Problem to solve: Arrange the lines below as a numbered list, omitting any blank lines. Begin at the line containing "on water. Report pixel corners as JSON arrays." and stop after the line containing "38, 482, 86]]".

Information provided:
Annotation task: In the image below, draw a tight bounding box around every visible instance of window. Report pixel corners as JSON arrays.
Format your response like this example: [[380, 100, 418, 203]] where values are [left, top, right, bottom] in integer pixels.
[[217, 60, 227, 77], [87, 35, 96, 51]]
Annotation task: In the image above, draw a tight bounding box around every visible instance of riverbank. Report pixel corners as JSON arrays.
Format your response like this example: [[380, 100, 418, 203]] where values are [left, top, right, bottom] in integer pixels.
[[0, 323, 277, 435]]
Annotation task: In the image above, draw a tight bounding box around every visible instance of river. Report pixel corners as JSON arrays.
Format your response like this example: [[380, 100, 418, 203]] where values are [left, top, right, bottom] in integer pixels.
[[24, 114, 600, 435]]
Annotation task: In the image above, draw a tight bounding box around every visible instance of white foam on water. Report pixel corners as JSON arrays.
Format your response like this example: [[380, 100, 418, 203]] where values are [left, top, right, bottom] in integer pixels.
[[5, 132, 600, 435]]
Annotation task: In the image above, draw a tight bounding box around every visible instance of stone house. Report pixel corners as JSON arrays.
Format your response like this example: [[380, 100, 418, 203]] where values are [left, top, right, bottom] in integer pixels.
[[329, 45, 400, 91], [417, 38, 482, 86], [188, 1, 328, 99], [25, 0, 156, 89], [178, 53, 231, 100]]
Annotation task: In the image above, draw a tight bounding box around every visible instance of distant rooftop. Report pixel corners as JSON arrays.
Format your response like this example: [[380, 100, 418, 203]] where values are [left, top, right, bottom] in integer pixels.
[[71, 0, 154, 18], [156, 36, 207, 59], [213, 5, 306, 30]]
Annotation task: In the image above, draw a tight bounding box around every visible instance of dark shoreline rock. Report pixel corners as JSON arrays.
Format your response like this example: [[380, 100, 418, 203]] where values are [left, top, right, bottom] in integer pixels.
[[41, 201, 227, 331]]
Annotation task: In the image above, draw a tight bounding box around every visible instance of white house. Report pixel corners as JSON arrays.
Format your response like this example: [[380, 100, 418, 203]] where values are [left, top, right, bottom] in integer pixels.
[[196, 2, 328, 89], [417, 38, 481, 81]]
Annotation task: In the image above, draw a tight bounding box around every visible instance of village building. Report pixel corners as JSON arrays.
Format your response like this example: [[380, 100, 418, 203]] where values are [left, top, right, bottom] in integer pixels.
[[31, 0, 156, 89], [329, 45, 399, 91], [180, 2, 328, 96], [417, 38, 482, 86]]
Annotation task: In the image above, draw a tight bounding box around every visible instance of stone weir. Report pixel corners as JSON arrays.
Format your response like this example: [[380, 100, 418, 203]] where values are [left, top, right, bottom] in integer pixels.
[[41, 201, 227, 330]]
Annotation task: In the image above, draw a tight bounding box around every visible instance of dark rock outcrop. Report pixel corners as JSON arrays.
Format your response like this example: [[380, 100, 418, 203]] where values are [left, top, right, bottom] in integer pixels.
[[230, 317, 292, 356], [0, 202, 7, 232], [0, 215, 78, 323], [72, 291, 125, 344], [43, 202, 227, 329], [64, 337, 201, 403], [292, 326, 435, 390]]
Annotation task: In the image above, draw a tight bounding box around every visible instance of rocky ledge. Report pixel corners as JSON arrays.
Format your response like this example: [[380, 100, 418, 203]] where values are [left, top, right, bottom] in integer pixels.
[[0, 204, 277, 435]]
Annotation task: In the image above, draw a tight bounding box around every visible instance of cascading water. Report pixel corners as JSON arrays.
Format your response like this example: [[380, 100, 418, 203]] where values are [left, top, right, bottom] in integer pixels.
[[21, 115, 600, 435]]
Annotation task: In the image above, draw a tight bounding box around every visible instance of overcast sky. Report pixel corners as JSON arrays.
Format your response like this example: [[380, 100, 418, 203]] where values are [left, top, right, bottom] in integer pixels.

Reply:
1. Annotation task: In the image above, draw a tight bounding box around every visible instance of white foam on water. Report pixel corners as JSON arrays.
2. Format your response like this example: [[380, 100, 418, 203]] where values are [left, top, right, bottom] in integer pixels.
3. [[5, 132, 600, 435]]
4. Annotation task: In the image above, draw a tight bounding box around every visible instance of stone house. Report pixel corners as JSON arrays.
5. Format your response like this example: [[380, 100, 418, 203]] where values are [left, top, right, bottom] in integer pixels.
6. [[329, 45, 400, 91], [417, 38, 482, 86], [188, 1, 328, 99], [25, 0, 156, 89], [178, 53, 231, 100]]
7. Annotation task: In the image above, draw a tight bounding box around every visible instance of distant rooftop. Report pixel corners as JSON arrays.
8. Format your response like this example: [[380, 100, 418, 203]] where values are [left, top, right, bottom] in integer pixels.
9. [[71, 0, 154, 18], [156, 36, 207, 59], [213, 5, 306, 30]]
10. Annotation task: In the image above, draw a tight bounding box around every visible instance of dark shoreline rock. Report pixel corners as JSON arrays.
11. Format your response like this example: [[380, 100, 418, 203]] where values are [left, top, right, bottom] in integer pixels.
12. [[41, 201, 227, 331]]
13. Annotation task: In the image above, draw a tight bounding box around every visible instance of white house. Report pixel corners as JSON arrays.
14. Format your response like this example: [[380, 100, 418, 203]] where values are [left, top, right, bottom] in integer pixels.
15. [[196, 2, 328, 89], [417, 38, 481, 81]]
16. Annotation task: In the image above, draw a tight bounding box around every visible instance of village building. Report pixel corners as JSON arrays.
17. Format your response like this example: [[380, 100, 418, 203]] where values are [left, top, right, bottom] in integer pixels.
18. [[31, 0, 156, 89], [329, 45, 399, 91], [180, 2, 328, 96], [417, 38, 482, 86]]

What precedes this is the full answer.